____ SUPPLIED RECORDS

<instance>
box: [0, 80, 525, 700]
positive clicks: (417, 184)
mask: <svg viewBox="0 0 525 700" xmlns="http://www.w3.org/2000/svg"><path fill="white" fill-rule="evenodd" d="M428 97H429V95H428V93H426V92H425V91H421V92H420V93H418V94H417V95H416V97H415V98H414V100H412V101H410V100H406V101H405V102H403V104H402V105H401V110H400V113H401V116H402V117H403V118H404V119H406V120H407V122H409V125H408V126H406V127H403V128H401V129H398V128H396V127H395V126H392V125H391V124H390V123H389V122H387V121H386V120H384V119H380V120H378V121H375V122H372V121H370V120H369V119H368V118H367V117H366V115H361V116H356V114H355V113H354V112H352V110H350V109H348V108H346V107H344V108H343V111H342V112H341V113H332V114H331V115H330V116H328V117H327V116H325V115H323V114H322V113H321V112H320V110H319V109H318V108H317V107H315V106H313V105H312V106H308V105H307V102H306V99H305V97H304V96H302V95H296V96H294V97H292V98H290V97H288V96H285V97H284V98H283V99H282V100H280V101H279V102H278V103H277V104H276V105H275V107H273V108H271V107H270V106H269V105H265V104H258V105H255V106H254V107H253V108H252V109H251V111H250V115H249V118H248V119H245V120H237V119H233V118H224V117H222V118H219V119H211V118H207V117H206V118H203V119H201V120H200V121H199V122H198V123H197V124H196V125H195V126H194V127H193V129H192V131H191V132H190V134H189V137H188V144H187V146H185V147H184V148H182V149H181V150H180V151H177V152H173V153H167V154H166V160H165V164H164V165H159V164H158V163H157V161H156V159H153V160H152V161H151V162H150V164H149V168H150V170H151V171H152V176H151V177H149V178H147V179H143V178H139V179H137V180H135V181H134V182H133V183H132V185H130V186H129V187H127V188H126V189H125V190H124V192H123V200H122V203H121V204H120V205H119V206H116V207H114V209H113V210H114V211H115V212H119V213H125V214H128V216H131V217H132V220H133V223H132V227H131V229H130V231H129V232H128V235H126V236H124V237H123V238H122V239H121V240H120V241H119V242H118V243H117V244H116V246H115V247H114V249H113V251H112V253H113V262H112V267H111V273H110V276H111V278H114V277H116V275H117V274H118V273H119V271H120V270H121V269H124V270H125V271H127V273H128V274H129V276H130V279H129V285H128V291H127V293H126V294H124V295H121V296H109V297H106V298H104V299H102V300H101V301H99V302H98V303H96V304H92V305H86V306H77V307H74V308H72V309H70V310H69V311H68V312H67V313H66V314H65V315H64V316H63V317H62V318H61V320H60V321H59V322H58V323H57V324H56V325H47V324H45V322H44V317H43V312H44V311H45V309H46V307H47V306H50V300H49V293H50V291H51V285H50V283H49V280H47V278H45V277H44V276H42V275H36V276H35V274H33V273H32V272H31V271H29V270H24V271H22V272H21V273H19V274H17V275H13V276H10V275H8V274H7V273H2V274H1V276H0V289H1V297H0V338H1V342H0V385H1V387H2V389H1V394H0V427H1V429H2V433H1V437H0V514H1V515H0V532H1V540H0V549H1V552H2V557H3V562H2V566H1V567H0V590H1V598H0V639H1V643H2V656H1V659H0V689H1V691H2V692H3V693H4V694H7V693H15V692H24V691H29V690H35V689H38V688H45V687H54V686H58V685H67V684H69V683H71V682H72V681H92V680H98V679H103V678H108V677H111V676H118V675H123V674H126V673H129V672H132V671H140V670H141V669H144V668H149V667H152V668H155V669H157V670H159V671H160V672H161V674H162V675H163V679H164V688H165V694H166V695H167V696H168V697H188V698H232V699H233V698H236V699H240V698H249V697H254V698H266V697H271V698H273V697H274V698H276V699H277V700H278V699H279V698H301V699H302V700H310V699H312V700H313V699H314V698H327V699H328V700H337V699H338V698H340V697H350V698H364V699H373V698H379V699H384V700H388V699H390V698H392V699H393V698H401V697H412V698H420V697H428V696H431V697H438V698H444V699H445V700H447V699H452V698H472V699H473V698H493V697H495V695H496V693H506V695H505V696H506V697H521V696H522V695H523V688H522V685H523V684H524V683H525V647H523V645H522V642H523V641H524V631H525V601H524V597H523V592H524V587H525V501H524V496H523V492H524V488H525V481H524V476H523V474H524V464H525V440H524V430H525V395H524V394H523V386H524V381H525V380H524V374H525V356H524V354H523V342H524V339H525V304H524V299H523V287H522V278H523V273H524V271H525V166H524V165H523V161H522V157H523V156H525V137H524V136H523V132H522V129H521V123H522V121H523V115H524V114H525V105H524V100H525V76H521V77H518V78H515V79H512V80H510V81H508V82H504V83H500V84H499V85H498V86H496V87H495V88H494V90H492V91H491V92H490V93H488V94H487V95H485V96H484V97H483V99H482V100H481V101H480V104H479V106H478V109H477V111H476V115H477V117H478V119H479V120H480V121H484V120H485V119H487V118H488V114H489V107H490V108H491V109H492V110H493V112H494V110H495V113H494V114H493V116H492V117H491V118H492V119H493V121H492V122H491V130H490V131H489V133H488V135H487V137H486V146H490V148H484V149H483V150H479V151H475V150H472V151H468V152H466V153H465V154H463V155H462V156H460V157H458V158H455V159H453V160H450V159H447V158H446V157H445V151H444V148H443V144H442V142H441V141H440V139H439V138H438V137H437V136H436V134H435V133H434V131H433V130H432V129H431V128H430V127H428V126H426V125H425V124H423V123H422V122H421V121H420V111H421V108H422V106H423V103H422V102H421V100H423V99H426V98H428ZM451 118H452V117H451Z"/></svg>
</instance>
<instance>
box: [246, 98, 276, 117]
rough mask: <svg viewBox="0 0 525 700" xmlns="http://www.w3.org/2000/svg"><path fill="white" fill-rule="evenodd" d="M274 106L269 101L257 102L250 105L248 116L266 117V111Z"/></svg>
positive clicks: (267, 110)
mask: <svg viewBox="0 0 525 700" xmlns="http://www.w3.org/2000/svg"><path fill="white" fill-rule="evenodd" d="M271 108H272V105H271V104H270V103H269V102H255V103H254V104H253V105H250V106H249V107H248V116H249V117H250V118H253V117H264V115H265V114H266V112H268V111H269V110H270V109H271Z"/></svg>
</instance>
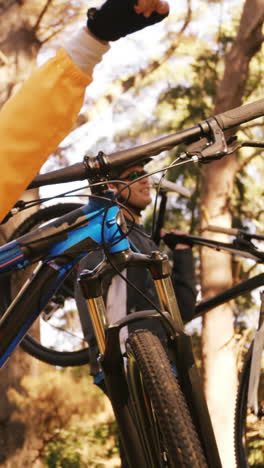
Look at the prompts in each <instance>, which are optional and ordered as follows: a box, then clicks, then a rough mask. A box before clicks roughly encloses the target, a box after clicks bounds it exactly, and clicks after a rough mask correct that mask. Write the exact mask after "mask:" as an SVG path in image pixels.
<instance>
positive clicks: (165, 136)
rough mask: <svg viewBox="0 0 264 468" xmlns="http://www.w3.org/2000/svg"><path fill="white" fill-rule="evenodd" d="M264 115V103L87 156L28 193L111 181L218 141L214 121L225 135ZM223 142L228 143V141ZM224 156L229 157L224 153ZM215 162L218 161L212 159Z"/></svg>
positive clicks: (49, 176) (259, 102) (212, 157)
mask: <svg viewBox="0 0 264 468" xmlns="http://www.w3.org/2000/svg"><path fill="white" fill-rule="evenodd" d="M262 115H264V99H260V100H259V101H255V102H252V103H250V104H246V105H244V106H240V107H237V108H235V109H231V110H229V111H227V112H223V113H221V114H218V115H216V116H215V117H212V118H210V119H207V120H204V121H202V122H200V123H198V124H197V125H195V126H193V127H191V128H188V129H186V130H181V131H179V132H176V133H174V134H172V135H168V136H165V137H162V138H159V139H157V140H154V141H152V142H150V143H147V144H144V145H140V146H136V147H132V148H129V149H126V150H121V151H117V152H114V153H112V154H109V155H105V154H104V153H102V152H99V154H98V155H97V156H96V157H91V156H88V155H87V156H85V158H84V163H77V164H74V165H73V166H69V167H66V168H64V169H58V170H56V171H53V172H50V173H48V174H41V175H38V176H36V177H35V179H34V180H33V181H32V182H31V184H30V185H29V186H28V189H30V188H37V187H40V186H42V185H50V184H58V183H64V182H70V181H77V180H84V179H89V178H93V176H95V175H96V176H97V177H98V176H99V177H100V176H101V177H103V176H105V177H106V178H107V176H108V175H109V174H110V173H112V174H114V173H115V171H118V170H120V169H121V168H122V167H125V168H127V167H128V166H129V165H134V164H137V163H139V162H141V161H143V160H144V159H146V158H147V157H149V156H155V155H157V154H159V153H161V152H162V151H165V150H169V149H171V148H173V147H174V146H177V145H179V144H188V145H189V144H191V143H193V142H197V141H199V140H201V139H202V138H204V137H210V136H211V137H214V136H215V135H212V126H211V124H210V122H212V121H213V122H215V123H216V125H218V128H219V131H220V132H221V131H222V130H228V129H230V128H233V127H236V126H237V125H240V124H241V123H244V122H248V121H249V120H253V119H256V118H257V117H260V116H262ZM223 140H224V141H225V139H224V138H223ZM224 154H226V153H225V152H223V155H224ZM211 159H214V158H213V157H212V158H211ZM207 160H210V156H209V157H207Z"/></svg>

________
____ SUPPLIED RECORDS

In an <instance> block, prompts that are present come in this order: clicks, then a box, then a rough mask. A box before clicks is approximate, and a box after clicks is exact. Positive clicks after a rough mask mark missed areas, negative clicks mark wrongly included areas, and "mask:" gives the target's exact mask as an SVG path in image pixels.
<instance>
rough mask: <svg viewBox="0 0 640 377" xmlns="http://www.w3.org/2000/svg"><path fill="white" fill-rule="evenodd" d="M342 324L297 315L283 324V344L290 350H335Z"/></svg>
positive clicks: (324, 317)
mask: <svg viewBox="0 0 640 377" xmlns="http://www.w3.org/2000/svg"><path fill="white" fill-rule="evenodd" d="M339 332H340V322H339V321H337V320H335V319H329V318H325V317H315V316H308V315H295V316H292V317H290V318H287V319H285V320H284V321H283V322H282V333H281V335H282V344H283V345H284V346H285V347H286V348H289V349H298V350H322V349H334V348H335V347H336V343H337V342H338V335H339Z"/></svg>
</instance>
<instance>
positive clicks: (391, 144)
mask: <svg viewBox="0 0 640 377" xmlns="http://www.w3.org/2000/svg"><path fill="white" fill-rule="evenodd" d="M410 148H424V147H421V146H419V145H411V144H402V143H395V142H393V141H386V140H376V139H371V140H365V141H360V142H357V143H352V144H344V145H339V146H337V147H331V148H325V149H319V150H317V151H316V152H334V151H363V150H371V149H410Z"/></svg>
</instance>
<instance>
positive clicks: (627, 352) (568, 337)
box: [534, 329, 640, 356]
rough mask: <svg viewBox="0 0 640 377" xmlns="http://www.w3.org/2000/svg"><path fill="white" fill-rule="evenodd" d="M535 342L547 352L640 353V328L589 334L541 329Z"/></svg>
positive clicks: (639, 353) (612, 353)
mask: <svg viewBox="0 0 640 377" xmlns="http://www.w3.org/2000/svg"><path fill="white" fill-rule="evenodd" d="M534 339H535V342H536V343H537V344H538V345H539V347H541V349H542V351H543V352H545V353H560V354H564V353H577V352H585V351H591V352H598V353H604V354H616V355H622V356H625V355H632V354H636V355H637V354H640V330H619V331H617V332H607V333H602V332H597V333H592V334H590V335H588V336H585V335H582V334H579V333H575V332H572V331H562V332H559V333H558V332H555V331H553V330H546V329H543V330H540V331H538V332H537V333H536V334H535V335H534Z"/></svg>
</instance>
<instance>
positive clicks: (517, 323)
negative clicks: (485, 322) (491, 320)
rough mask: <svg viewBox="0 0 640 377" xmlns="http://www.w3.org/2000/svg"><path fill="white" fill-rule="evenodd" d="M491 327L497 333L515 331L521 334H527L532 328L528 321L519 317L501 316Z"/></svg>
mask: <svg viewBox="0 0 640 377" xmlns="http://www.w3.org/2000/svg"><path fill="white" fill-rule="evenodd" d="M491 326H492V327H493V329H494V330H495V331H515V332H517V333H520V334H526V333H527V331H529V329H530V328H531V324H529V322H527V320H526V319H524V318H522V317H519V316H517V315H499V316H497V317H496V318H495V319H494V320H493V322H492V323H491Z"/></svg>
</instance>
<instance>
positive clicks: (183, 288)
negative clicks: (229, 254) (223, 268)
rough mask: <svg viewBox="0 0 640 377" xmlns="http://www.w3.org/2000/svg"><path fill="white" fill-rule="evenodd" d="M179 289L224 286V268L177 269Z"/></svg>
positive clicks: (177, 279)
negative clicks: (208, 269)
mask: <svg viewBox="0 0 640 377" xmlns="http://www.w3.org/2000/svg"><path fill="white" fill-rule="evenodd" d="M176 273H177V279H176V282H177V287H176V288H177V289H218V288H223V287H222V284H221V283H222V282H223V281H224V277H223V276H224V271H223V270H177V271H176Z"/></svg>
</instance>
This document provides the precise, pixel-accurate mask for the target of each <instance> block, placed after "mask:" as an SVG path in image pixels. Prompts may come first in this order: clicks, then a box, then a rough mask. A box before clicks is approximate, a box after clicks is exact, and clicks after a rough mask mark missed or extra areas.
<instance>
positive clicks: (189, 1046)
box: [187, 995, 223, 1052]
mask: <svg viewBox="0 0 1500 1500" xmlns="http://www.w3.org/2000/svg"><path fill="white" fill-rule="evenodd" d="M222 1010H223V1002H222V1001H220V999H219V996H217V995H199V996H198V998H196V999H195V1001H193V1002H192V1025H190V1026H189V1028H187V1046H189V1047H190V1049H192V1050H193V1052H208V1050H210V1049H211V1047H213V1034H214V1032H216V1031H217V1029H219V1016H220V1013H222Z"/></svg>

________

▶ _WHAT YOU SHOULD DO_:
Lines to set down from above: the line with "342L547 352L640 353V328L589", the line with "negative clicks: (485, 322) (491, 320)", and every line between, each exactly as written.

▶ _EXPECTED ANSWER_:
rough mask: <svg viewBox="0 0 640 377" xmlns="http://www.w3.org/2000/svg"><path fill="white" fill-rule="evenodd" d="M535 342L547 352L640 353V328L589 334L541 329Z"/></svg>
positive clicks: (639, 353) (612, 353)
mask: <svg viewBox="0 0 640 377" xmlns="http://www.w3.org/2000/svg"><path fill="white" fill-rule="evenodd" d="M534 339H535V342H536V343H537V344H538V345H539V347H541V349H542V351H543V352H545V353H560V354H564V353H577V352H585V351H591V352H598V353H604V354H616V355H622V356H625V355H632V354H636V355H637V354H640V330H619V331H617V332H607V333H602V332H597V333H592V334H590V335H588V336H585V335H582V334H579V333H575V332H572V331H562V332H559V333H558V332H555V331H553V330H546V329H543V330H540V331H538V332H537V333H536V334H535V335H534Z"/></svg>
</instance>
<instance>
positive clicks: (517, 323)
negative clicks: (485, 322) (491, 320)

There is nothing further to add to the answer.